> **What is expected**: Print exactly the lines from the line with "the floral curtain." to the last line of the data, please, both included.

##### Supplied material

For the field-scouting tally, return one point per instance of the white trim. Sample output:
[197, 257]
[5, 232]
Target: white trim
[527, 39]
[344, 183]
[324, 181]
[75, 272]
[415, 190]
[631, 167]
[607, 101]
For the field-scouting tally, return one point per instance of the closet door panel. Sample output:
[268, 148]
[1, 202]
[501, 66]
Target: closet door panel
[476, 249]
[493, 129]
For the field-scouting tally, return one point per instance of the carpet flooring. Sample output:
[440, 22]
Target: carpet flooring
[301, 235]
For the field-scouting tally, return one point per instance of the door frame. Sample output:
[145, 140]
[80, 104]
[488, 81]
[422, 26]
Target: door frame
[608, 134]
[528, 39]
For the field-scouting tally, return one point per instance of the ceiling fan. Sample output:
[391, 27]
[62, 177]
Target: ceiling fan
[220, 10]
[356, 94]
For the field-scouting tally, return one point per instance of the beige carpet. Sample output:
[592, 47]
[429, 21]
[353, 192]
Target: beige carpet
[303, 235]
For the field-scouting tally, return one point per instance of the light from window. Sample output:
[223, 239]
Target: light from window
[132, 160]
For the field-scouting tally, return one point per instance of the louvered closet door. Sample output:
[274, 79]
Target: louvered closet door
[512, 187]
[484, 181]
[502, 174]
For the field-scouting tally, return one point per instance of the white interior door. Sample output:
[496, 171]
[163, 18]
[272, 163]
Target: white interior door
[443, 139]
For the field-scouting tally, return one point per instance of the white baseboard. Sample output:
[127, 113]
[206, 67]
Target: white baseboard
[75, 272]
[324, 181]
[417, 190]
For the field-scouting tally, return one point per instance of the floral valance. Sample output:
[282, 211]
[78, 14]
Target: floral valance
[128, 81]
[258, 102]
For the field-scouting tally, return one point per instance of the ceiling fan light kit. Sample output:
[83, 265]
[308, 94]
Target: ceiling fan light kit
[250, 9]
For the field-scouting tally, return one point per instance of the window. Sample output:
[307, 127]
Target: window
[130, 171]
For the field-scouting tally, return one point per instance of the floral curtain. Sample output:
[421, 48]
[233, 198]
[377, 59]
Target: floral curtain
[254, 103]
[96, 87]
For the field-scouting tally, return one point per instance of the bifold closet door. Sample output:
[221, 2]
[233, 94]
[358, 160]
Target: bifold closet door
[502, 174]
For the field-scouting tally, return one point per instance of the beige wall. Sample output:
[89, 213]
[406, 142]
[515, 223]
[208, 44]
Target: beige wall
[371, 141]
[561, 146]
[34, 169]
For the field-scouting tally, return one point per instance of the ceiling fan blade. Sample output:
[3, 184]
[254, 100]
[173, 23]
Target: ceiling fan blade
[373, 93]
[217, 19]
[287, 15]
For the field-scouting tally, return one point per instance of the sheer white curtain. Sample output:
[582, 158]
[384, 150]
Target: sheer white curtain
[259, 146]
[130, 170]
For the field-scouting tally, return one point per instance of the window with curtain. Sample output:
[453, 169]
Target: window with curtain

##########

> **Full answer**:
For the field-scouting tally, return one point per instance of the floral curtain. Sample output:
[421, 48]
[233, 198]
[377, 59]
Target: floral curtain
[254, 103]
[96, 87]
For the field-scouting tally, return one point per instance of the bifold closet door. Sample output:
[221, 2]
[233, 94]
[358, 160]
Target: bifold closet door
[502, 174]
For the field-scouting tally, return one point per instance of the beige wall. Sample output:
[89, 213]
[406, 142]
[515, 223]
[208, 44]
Target: beige wall
[371, 141]
[561, 146]
[34, 169]
For the field-scouting tally, return one point per instance of the ceiling fan blade. Sample output:
[3, 184]
[254, 100]
[173, 23]
Target: ceiling fan blade
[373, 93]
[217, 19]
[287, 15]
For the field-scouting tally, return one point per instance of the sheer white curtain. Sample output:
[582, 158]
[384, 150]
Target: sheer white curtain
[259, 146]
[130, 170]
For the field-scouting tally, return one point per instance of the window with curtain. Sample output:
[453, 169]
Target: window with curtain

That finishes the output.